→ **Lista de tarefas**:
1. Responda com base no texto sobre a renúncia fiscal de Minas Gerais:
(a) Qual foi o valor da renúncia fiscal concedida em 2022?
(b) Quem anunciou que o estado vai divulgar a relação dos contribuintes que fazem jus ao benefício fiscal?
(c) Que órgão alertou o governo sobre os valores elevados de que o estado tem aberto mão em favor das empresas?
2. Reescreva em forma de lista o parágrafo do texto sobre a renúncia fiscal de Minas Gerais que começa com "O governador vem sendo pressionado", mantendo os fatos principais.
3. Liste todos os anos que aparecem no texto sobre a renúncia fiscal de Minas Gerais, cada um com o valor de renúncia fiscal concedida informado para ele.

→ **Texto para leitura**:
--------------------------------

Renúncia fiscal concedida por Minas Gerais (SEF-MG)
- 2021: R$ 13 bilhões
- 2022: R$ 15,3 bilhões
- 2023: R$ 18,8 bilhões
- 2024: R$ 20,2 bilhões
O governador vem sendo pressionado pela oposição – e também pelo Tribunal de Contas do Estado de Minas Gerais (TCE-MG) – a adotar mais transparência nessas concessões e a conter os benefícios em função da situação fiscal do estado. Na semana passada, o vice-governador, Mateus Simões (Novo), anunciou que o estado vai divulgar a relação de todos os contribuintes mineiros que fazem jus ao benefício fiscal. Recentemente, o TCE-MG alertou o governo a respeito dos valores elevados de recursos que o estado tem aberto mão em favor das empresas.
Renúncia fiscal estimada na Lei de Diretrizes Orçamentárias (LDO/ALMG)

--------------------------------

→ **Dados coletados**:
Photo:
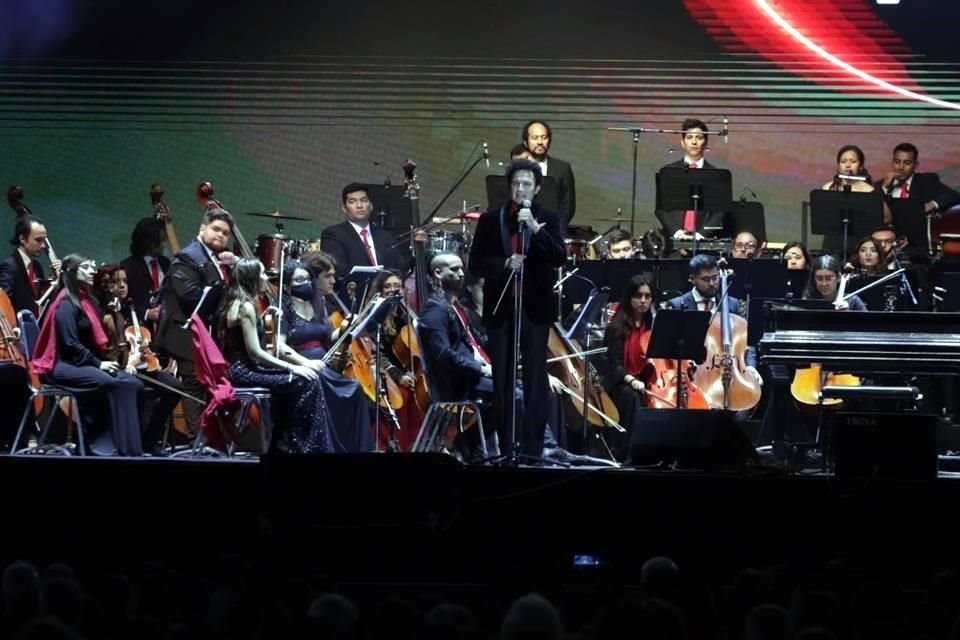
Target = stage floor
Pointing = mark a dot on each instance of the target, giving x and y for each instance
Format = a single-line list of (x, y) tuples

--------------------------------

→ **Respostas por tarefa**:
1.
(a) R$ 15,3 bilhões.
(b) O vice-governador, Mateus Simões (Novo).
(c) O Tribunal de Contas do Estado de Minas Gerais (TCE-MG).

2.
- A oposição e o TCE-MG pressionam o governador a dar mais transparência às concessões e a conter os benefícios, em função da situação fiscal do estado.
- Na semana passada, o vice-governador Mateus Simões (Novo) anunciou que o estado vai divulgar a relação de todos os contribuintes mineiros que fazem jus ao benefício fiscal.
- Recentemente, o TCE-MG alertou o governo sobre os valores elevados de recursos de que o estado tem aberto mão em favor das empresas.

3.
- 2021: R$ 13 bilhões
- 2022: R$ 15,3 bilhões
- 2023: R$ 18,8 bilhões
- 2024: R$ 20,2 bilhões